- **Extract to read**:

--- begin ---

Court of Appeals of Texas, Fourteenth District

April 4, 2017

ISSAC COOK AND NAKIA COOK, Appellants
v.
MUFADDAL REAL ESTATE FUND, Appellee

         On Appeal from County Civil Court at Law No. 1 Harris County, Texas Trial Court Cause No. 1064435

          Panel consists of Justices Busby, Donovan, and Wise.

          MEMORANDUM OPINION

          John Donovan Justice.

         In this forcible detainer case, appellants Issac Cook and Nakia Cook appeal a judgment that granted possession of their property to a foreclosure-sale purchaser, appellee Mufaddal Real Estate Fund. Appellants present three issues on appeal. First, they contend that the county court at law erred in denying their motion to abate and plea to the jurisdiction. Next, appellants contend the county court at law erred in refusing to consider appellants' Rule 12 motion to show authority. Last, appellants contend the county court at law lacked sufficient evidence that there was an actual foreclosure on their home. For the reasons set forth below, we affirm.

         I. Background[1]

         In 2007, appellant Nakia Cook purchased a home located in Houston, Harris County. Appellant obtained a thirty-year loan from Lehman Brothers Bank that was secured by a promissory note and deed of trust.[2] The deed of trust recited that:

If the Property is sold pursuant to this Section 22, [3] Borrower or any person holding possession of the Property through Borrower shall immediately surrender possession of the Property to the purchaser at that sale. If possession is not surrendered, Borrower or such person shall be a tenant at sufferance and may be removed by writ of possession or other court proceeding.

         On or around 2011, the deed of trust was assigned to Aurora Bank. In 2012, Aurora Bank assigned the deed of trust to Nationstar Mortgage.

         In 2009, appellants defaulted on their mortgage. In 2010, appellants maintain they filed suit in Harris County district court against Aurora Bank for fraud. Appellants assert that in 2015 they sought a temporary restraining order in district court trying to stop foreclosure on the property, which was denied. According to appellants, Nationstar Mortgage filed an answer, counterclaim, and third-party claim seeking judicial foreclosure and writ of possession on the property. Appellants argue that Nationstar Mortgage's counterclaim indicates that title to the property belongs to Nationstar Mortgage and not appellee.

         Nationstar Mortgage foreclosed on appellants' property. In April 2015, appellee bought the property from a substitute trustee at a nonjudicial foreclosure sale and recorded a substitute trustee's deed. On May 6, 2015, appellee sent notice to appellants to vacate the property, but appellants did not do so. Appellee filed a forcible detainer suit against appellants in the justice court of Harris County, Precinct 7, Place 1, on May 11, 2015. Appellants also filed a motion to abate and plea to the jurisdiction as well as a Rule 12 motion to show authority.

--- end ---

- **What you have to do**:
Update the court opinion by rewriting its passage beginning at the words "If the Property" and ending after "to Nationstar Mortgage.", with "purchaser" changed to "buyer". The data that follows was drawn from a separate source.

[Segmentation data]
--- begin ---

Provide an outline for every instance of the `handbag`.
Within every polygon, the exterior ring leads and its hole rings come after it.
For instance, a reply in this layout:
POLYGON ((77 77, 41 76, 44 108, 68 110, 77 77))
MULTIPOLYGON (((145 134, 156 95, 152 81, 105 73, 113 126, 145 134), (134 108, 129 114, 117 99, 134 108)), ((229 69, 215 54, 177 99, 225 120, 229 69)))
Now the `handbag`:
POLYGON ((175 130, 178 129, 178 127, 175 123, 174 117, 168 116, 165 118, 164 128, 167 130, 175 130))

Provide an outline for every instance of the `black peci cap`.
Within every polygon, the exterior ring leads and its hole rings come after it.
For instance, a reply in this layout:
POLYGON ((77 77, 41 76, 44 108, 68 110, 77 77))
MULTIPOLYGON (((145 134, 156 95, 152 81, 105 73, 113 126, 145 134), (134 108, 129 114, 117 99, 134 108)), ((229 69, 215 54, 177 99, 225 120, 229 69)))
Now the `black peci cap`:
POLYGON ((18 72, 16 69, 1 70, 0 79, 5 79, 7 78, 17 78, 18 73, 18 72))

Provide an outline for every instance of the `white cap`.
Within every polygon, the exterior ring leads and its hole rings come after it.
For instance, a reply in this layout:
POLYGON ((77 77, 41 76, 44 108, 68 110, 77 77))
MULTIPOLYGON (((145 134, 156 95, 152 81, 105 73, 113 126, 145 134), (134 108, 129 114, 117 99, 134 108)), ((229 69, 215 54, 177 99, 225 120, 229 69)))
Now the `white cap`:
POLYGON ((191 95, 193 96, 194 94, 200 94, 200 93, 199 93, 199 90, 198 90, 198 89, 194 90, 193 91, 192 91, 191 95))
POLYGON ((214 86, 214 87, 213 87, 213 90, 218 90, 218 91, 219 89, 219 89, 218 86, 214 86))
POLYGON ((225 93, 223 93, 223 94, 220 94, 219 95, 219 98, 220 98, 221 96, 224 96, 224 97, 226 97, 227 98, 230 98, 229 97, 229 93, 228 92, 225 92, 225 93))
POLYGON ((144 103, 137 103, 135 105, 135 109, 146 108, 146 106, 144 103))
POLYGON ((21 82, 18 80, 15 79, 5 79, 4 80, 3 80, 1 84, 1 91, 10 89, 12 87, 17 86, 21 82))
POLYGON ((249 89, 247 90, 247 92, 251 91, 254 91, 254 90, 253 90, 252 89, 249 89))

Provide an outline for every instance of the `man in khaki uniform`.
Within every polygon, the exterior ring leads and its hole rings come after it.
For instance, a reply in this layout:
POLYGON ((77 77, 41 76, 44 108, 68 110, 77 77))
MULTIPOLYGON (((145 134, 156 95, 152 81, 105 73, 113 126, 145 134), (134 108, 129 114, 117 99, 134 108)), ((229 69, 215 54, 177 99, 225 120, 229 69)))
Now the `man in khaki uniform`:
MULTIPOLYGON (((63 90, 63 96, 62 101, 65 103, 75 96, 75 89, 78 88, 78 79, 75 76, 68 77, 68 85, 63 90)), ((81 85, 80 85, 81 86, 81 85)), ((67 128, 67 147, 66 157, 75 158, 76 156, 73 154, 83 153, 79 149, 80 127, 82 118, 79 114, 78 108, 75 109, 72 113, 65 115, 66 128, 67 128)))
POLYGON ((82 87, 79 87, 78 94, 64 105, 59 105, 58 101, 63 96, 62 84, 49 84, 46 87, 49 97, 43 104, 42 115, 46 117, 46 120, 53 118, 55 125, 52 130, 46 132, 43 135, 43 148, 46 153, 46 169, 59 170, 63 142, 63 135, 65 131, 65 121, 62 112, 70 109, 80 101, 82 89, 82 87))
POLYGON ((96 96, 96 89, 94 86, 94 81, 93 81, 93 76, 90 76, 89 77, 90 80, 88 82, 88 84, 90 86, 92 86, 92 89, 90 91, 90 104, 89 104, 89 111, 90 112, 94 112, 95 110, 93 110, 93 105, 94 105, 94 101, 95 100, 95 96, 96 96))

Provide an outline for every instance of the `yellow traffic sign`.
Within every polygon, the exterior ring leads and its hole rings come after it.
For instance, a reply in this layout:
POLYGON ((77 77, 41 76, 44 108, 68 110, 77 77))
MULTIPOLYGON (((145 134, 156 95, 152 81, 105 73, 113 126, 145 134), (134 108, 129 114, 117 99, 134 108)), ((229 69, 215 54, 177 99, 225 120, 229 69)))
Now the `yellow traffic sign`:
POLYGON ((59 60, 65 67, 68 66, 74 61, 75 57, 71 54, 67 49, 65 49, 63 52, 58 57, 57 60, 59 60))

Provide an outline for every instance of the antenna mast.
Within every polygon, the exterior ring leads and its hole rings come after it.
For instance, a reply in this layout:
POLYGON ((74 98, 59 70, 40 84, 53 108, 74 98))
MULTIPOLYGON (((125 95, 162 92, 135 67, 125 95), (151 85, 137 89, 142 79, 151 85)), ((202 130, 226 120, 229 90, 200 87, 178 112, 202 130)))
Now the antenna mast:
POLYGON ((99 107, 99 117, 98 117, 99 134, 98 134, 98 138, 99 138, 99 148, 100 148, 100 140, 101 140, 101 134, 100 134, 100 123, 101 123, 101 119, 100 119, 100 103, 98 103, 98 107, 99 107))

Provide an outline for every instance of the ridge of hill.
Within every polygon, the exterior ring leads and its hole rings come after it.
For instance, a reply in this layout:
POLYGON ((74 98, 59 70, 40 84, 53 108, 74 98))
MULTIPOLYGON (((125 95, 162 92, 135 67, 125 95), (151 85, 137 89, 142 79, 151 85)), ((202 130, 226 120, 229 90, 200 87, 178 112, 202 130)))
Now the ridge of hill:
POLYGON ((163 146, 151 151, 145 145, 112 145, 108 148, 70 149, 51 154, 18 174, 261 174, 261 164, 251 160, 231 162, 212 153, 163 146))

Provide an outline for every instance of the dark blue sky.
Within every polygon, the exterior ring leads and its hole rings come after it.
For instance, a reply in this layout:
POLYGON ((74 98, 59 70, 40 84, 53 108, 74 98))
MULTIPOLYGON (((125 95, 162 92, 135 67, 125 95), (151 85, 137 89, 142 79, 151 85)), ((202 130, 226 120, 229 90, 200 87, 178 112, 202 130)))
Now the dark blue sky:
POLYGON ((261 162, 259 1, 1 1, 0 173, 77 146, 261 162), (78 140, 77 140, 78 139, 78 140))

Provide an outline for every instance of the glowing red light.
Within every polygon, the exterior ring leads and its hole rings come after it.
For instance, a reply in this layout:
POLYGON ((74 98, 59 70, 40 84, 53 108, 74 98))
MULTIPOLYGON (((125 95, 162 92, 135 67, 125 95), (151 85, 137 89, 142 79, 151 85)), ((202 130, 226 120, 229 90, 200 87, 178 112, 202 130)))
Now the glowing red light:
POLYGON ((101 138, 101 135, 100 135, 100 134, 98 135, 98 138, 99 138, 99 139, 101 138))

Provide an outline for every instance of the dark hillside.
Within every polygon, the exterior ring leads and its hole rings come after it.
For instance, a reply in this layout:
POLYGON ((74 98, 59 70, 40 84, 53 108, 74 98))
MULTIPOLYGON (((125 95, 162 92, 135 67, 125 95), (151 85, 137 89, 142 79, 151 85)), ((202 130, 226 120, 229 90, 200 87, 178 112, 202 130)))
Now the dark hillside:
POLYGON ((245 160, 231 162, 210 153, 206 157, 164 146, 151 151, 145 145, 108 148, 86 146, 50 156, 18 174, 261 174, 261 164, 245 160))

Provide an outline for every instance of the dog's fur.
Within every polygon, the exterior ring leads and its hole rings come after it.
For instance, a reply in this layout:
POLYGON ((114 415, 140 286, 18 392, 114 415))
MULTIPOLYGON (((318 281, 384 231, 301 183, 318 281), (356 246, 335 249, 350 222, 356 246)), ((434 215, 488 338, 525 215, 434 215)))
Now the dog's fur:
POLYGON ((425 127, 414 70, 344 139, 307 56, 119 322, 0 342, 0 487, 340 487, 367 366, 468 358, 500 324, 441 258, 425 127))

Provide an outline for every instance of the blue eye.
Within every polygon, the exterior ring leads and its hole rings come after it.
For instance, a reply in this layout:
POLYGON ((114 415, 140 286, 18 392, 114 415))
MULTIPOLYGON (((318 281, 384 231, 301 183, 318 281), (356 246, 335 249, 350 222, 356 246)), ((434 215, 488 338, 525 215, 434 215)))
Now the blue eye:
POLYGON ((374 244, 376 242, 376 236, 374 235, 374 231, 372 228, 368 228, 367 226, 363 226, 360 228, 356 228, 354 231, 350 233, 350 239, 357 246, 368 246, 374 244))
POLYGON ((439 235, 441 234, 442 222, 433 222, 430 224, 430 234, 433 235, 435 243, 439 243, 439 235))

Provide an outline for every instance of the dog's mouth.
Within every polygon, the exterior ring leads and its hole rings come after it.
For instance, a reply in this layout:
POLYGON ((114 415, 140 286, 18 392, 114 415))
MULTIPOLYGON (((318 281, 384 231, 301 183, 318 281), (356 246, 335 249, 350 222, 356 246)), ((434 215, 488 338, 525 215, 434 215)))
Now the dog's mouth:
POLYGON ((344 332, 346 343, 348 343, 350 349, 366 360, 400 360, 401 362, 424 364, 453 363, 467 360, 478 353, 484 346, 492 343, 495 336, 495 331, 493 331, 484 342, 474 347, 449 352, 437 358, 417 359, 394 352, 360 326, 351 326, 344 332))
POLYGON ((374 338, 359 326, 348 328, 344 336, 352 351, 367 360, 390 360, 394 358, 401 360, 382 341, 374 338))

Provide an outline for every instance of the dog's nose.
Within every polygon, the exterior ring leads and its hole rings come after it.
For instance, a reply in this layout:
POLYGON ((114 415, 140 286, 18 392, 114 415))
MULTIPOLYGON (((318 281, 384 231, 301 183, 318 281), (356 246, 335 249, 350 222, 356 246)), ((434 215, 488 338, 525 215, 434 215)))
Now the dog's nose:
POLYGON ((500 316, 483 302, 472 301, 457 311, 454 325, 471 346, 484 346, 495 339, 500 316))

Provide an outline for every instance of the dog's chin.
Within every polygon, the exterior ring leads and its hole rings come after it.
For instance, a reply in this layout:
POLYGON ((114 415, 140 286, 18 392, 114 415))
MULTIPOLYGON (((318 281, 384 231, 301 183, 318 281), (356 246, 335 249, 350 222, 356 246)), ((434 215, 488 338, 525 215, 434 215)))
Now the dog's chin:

--- end ---

- **Answer to the task**:
If the Property is sold pursuant to this Section 22, [3] Borrower or any person holding possession of the Property through Borrower shall immediately surrender possession of the Property to the buyer at that sale. If possession is not surrendered, Borrower or such person shall be a tenant at sufferance and may be removed by writ of possession or other court proceeding.

         On or around 2011, the deed of trust was assigned to Aurora Bank. In 2012, Aurora Bank assigned the deed of trust to Nationstar Mortgage.